--- Text segment ---

Wednesday, January 11, 2012

The Garden of the Church and the Wilderness of the World

It's quite an amazing story how we came to have religious freedom here in this country. I came across this incredible article the other day about the founding of the colony of Rhode Island and the impact theologian Roger Williams had on our current understanding of the separation of church and state.

God, Government and Roger Williams' Big Idea - Smithsonian, Jan 2012
(It's a bit long but well worth the read)

When the colonies were started, the first people who came here were the puritans who escaped from religious persecution in Europe and wanted to start the colonies with their own version of religious doctrine, but enforced through colonial government. Roger Williams had a different and more radical idea. He saw that religion mixed with government tended to poison and corrupt religion (whereas now we almost see it more as the other way around). Williams saw how the other colonies were starting to shape up and started to speak up with his idea, he was persecuted for it. He founded the Colony of Rhode Island and Providence Plantation as almost a trial of sorts to see how his idea would play out. He wrote an exhaustive book detailing his vision of the separation of church and state, which later heavily influenced the founding fathers like Jefferson and Madison as they drew up the Constitution.

--- Data extract ---

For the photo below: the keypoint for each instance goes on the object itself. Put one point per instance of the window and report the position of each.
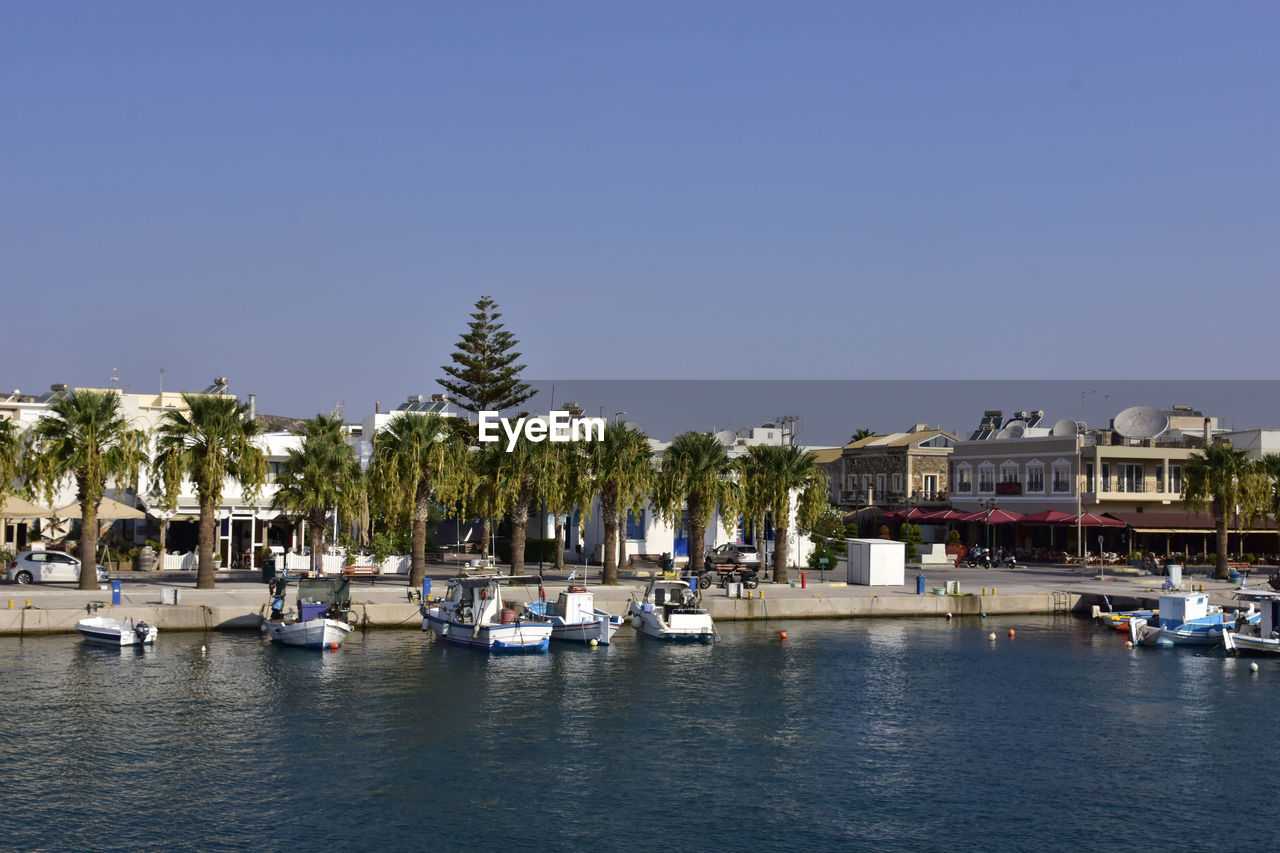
(635, 527)
(1061, 478)
(1036, 477)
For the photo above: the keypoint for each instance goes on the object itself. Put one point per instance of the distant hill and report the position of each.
(279, 424)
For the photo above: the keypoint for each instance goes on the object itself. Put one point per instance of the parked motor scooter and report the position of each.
(978, 556)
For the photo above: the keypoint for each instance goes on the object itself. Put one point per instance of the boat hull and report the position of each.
(1249, 643)
(679, 628)
(114, 632)
(513, 637)
(314, 633)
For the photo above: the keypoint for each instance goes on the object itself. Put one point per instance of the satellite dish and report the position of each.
(1065, 427)
(1141, 422)
(1014, 429)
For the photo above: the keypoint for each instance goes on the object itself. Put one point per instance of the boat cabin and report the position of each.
(1176, 609)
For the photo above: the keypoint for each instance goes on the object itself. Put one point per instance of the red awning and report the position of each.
(1048, 516)
(992, 516)
(1089, 520)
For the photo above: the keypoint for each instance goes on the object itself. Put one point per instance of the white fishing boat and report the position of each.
(1264, 637)
(1185, 619)
(320, 619)
(475, 614)
(117, 632)
(575, 617)
(671, 611)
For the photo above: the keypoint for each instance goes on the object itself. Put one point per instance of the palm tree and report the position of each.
(773, 473)
(323, 474)
(562, 486)
(622, 474)
(417, 463)
(86, 437)
(1225, 482)
(1270, 465)
(210, 442)
(10, 457)
(698, 474)
(515, 480)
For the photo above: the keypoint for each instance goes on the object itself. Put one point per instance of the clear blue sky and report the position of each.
(309, 197)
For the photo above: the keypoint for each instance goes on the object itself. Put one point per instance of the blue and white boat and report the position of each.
(117, 632)
(474, 612)
(575, 617)
(1262, 637)
(671, 611)
(1187, 619)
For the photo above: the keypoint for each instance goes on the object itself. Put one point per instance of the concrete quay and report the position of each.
(240, 601)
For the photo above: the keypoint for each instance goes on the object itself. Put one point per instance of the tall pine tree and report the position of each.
(484, 372)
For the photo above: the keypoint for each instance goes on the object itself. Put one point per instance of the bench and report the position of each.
(361, 571)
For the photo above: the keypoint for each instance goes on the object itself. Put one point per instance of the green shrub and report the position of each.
(822, 552)
(533, 548)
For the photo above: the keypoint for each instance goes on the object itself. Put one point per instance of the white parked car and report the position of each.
(42, 566)
(737, 553)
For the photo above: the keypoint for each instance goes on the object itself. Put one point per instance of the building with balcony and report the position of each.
(888, 471)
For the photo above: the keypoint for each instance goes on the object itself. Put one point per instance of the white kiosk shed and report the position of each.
(877, 562)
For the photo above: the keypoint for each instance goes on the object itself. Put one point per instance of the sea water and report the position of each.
(880, 735)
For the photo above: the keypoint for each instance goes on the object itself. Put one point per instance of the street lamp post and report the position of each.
(988, 503)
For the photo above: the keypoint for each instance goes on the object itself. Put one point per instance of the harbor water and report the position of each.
(864, 734)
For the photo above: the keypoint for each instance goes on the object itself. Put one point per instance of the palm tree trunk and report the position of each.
(622, 538)
(780, 544)
(315, 541)
(519, 536)
(560, 542)
(1221, 571)
(421, 511)
(205, 547)
(609, 520)
(696, 536)
(88, 544)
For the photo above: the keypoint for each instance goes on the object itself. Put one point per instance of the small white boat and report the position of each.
(474, 614)
(117, 632)
(1264, 637)
(316, 621)
(575, 617)
(671, 611)
(1187, 619)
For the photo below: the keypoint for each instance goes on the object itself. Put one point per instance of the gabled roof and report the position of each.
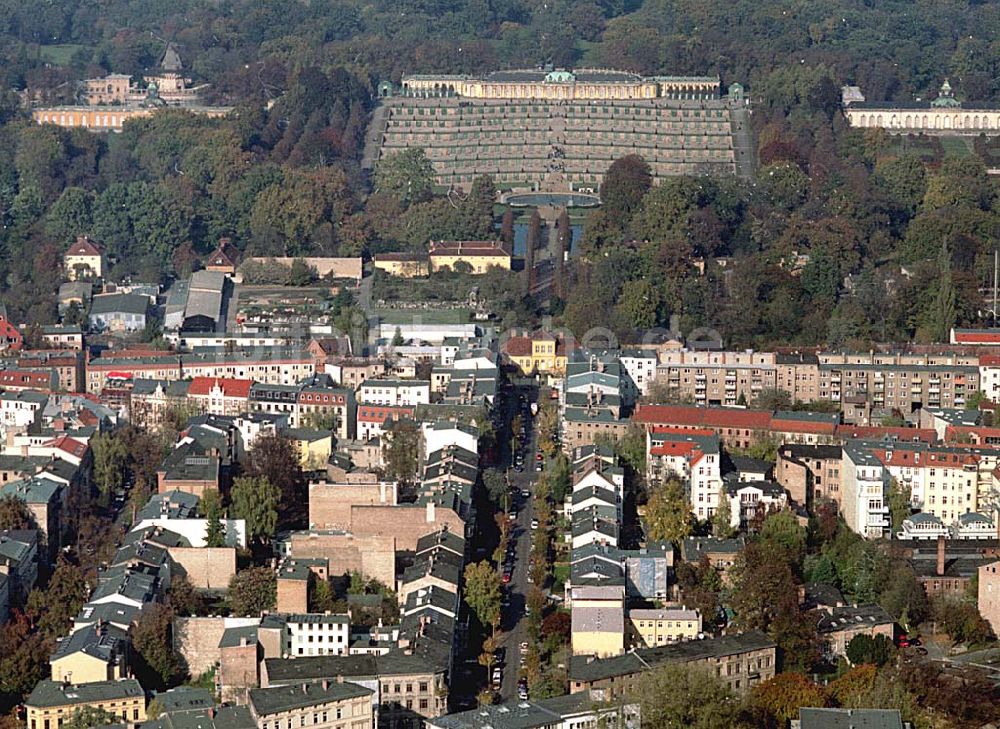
(231, 387)
(84, 246)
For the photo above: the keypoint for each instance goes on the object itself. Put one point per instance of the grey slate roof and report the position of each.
(644, 659)
(810, 718)
(55, 693)
(286, 698)
(119, 303)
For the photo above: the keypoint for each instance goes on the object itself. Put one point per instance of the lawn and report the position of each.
(956, 146)
(427, 316)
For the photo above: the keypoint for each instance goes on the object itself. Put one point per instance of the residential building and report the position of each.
(839, 625)
(404, 265)
(809, 473)
(406, 393)
(224, 259)
(479, 255)
(741, 661)
(752, 500)
(988, 594)
(540, 351)
(53, 703)
(118, 313)
(572, 711)
(648, 628)
(325, 705)
(93, 654)
(694, 456)
(848, 719)
(84, 259)
(865, 485)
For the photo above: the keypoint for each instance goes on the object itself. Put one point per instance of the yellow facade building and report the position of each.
(479, 255)
(53, 703)
(650, 628)
(313, 446)
(538, 352)
(404, 265)
(84, 259)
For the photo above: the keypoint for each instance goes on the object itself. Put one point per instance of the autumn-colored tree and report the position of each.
(15, 514)
(482, 592)
(779, 698)
(668, 515)
(23, 660)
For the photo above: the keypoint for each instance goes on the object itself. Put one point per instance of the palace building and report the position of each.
(943, 115)
(561, 130)
(106, 103)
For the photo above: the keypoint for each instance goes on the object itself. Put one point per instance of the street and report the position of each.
(512, 618)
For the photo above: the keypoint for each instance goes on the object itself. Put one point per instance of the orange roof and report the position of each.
(84, 247)
(973, 336)
(381, 413)
(68, 445)
(231, 387)
(708, 417)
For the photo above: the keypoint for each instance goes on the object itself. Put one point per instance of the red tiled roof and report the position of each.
(976, 336)
(381, 413)
(469, 248)
(67, 445)
(84, 247)
(231, 387)
(804, 426)
(876, 432)
(517, 347)
(710, 417)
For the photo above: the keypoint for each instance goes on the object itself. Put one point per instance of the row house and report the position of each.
(395, 392)
(307, 405)
(695, 457)
(219, 396)
(865, 484)
(717, 378)
(272, 366)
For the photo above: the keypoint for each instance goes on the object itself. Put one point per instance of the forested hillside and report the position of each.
(899, 233)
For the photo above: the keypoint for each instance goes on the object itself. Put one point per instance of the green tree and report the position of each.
(151, 640)
(782, 529)
(211, 509)
(255, 499)
(626, 182)
(781, 697)
(668, 515)
(942, 315)
(863, 648)
(721, 526)
(252, 591)
(403, 451)
(274, 459)
(110, 460)
(91, 716)
(52, 610)
(482, 592)
(680, 696)
(407, 175)
(23, 661)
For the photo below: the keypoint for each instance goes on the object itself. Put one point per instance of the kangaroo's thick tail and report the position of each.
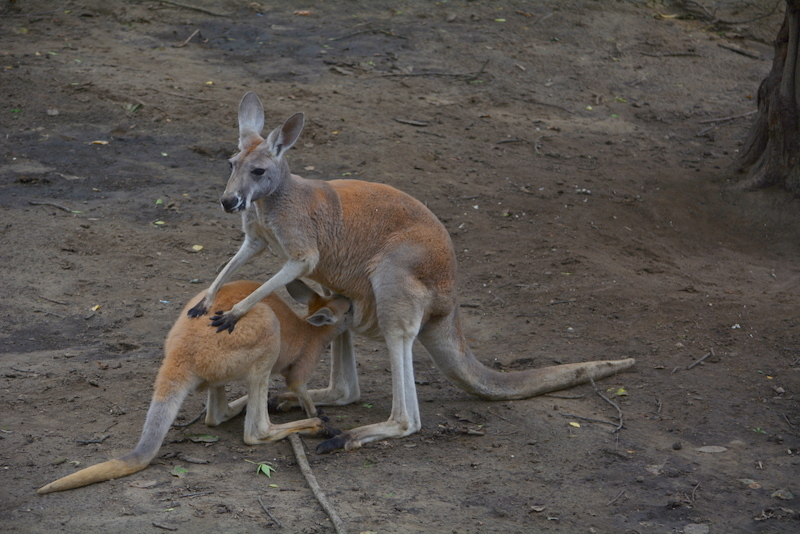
(444, 340)
(159, 419)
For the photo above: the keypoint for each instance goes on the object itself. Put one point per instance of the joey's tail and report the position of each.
(447, 346)
(159, 419)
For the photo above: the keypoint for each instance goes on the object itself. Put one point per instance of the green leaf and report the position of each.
(179, 471)
(263, 468)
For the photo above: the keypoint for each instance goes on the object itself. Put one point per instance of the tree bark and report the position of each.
(771, 154)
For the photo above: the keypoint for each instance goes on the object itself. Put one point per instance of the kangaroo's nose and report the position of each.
(232, 203)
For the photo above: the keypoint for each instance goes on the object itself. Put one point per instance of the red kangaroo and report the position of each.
(385, 251)
(272, 339)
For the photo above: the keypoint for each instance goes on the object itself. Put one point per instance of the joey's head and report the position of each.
(335, 310)
(259, 168)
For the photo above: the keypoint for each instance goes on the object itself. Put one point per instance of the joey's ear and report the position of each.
(322, 317)
(300, 292)
(251, 117)
(281, 139)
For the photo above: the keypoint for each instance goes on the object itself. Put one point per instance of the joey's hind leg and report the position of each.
(259, 429)
(217, 408)
(343, 387)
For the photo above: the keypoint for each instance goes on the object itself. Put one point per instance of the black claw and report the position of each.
(336, 443)
(223, 322)
(197, 310)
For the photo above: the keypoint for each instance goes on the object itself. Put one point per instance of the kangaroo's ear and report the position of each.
(300, 292)
(281, 139)
(323, 317)
(251, 118)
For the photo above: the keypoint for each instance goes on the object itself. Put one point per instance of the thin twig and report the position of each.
(385, 31)
(698, 362)
(98, 440)
(37, 14)
(187, 40)
(200, 9)
(195, 494)
(739, 51)
(497, 415)
(732, 117)
(612, 501)
(47, 203)
(419, 124)
(52, 300)
(588, 419)
(672, 54)
(612, 403)
(264, 507)
(302, 461)
(468, 76)
(193, 421)
(694, 491)
(184, 96)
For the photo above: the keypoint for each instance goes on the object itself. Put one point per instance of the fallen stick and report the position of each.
(612, 403)
(739, 50)
(621, 493)
(730, 118)
(200, 9)
(184, 96)
(698, 362)
(193, 421)
(45, 203)
(187, 40)
(302, 461)
(98, 440)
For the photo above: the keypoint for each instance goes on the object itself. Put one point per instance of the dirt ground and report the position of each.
(570, 150)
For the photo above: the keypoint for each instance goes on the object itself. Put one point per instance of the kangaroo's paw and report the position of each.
(327, 430)
(224, 321)
(336, 443)
(198, 309)
(281, 402)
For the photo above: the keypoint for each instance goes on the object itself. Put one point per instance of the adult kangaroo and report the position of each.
(385, 251)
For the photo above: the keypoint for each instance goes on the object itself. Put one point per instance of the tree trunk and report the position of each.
(771, 154)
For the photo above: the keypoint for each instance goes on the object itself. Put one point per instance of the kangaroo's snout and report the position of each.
(232, 203)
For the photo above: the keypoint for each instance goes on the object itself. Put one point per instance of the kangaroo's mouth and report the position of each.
(233, 203)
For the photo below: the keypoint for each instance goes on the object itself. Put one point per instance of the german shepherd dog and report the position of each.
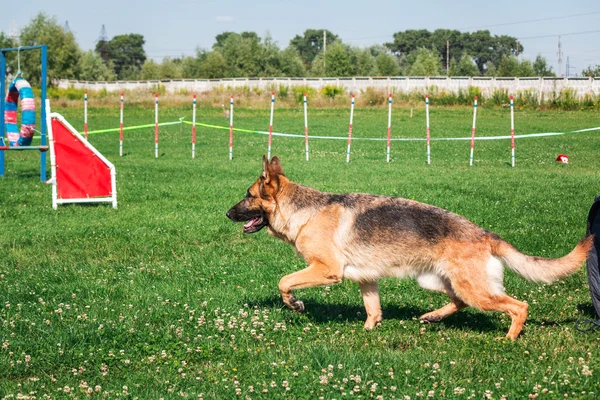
(365, 237)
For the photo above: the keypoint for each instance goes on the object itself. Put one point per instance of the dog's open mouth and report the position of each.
(255, 224)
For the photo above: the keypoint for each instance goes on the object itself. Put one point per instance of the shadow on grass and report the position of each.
(322, 313)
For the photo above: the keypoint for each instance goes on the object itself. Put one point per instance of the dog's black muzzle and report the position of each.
(256, 219)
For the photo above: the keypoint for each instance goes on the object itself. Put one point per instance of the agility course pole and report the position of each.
(85, 129)
(350, 130)
(512, 131)
(156, 126)
(231, 128)
(43, 83)
(271, 125)
(427, 129)
(305, 127)
(473, 131)
(389, 126)
(121, 126)
(194, 127)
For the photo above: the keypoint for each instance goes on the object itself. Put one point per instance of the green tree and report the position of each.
(410, 41)
(486, 48)
(213, 66)
(387, 65)
(63, 51)
(541, 67)
(290, 63)
(365, 62)
(269, 58)
(464, 67)
(310, 44)
(92, 68)
(508, 66)
(191, 66)
(338, 61)
(126, 52)
(150, 70)
(242, 55)
(592, 71)
(426, 63)
(170, 68)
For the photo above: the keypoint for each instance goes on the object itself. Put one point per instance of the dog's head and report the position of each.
(259, 202)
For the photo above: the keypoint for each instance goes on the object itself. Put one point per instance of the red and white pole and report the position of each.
(512, 131)
(231, 128)
(194, 128)
(389, 126)
(350, 130)
(85, 129)
(473, 131)
(156, 125)
(271, 125)
(121, 126)
(427, 129)
(305, 127)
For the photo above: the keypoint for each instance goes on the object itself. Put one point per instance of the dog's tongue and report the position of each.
(252, 222)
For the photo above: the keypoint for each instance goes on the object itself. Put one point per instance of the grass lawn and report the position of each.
(166, 298)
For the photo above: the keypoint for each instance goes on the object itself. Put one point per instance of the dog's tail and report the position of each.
(540, 269)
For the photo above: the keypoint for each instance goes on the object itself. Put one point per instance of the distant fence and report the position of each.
(542, 87)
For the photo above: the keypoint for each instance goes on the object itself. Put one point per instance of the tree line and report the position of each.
(246, 54)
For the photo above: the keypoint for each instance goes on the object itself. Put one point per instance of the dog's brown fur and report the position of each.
(365, 237)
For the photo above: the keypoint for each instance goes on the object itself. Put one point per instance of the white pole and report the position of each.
(121, 127)
(231, 128)
(52, 155)
(85, 126)
(305, 127)
(194, 128)
(350, 130)
(427, 129)
(271, 125)
(156, 126)
(389, 126)
(512, 131)
(473, 131)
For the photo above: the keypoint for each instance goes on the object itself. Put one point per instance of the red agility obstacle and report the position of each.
(80, 174)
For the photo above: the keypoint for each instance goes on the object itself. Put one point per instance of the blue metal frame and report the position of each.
(43, 81)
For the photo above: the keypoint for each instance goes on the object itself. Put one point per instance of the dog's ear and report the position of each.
(275, 166)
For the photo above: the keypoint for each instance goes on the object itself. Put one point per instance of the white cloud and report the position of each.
(224, 18)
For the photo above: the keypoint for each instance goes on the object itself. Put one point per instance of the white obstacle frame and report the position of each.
(113, 174)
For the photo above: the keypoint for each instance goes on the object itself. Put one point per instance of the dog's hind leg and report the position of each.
(316, 274)
(370, 293)
(437, 315)
(487, 296)
(439, 284)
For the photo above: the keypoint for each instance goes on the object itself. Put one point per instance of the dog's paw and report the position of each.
(299, 306)
(296, 305)
(369, 325)
(430, 318)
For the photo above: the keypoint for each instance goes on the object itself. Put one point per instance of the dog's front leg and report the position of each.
(316, 274)
(370, 293)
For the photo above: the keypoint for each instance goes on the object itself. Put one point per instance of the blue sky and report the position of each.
(174, 28)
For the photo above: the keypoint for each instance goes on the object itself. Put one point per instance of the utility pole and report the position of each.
(447, 58)
(102, 44)
(14, 32)
(325, 51)
(559, 58)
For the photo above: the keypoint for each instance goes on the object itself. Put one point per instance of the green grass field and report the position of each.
(166, 298)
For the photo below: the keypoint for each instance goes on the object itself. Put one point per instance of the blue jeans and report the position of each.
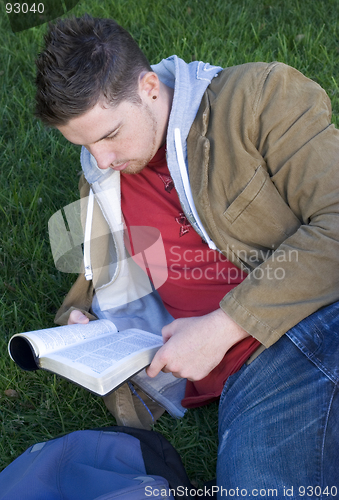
(279, 417)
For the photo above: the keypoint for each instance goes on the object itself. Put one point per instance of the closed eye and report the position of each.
(113, 136)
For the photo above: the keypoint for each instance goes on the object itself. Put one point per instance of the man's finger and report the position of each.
(77, 317)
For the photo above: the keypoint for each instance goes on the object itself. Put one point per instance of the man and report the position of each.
(236, 168)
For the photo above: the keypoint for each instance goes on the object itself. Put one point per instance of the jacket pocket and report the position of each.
(259, 216)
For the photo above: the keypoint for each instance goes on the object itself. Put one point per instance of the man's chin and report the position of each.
(133, 168)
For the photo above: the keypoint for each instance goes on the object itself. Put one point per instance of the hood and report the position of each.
(189, 82)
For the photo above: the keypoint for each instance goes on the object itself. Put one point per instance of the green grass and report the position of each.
(39, 175)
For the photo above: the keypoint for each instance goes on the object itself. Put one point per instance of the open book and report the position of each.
(95, 356)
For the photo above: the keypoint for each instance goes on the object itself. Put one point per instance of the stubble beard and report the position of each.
(138, 165)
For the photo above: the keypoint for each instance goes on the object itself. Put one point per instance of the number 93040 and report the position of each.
(24, 8)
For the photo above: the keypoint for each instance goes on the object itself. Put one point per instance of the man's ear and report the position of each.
(149, 85)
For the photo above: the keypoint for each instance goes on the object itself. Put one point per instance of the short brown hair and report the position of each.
(84, 60)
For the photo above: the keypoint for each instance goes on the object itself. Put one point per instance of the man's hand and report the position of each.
(77, 317)
(194, 346)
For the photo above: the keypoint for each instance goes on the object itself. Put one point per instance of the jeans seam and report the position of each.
(324, 438)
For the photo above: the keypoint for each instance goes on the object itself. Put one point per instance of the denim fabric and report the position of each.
(279, 417)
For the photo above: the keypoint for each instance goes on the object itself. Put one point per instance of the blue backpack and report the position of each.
(104, 464)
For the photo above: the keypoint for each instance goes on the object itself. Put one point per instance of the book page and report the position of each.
(51, 339)
(100, 354)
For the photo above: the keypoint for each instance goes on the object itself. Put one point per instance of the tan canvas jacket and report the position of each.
(263, 166)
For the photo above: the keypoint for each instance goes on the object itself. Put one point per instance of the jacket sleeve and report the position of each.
(81, 294)
(291, 128)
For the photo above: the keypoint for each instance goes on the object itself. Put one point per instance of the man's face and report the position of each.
(124, 137)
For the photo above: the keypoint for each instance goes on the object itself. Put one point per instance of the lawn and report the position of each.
(39, 175)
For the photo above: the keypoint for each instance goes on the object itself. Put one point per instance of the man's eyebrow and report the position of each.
(109, 133)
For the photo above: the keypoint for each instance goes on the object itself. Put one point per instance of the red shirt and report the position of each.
(198, 277)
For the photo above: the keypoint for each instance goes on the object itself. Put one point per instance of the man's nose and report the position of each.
(104, 157)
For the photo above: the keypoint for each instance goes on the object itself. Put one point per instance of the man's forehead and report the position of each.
(93, 125)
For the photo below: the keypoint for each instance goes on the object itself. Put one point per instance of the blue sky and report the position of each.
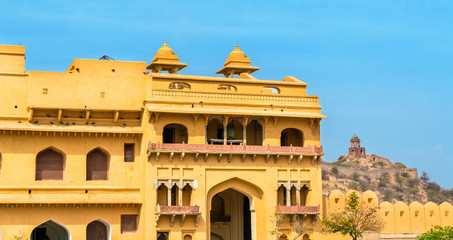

---

Challenge:
Copy the religious freedom text from "It's quite an" up to and including "worth the read)", renaming "theologian" to "minister".

The output:
It's quite an amazing story how we came to have religious freedom here in this country. I came across this incredible article the other day about the founding of the colony of Rhode Island and the impact minister Roger Williams had on our current understanding of the separation of church and state.

God, Government and Roger Williams' Big Idea - Smithsonian, Jan 2012
(It's a bit long but well worth the read)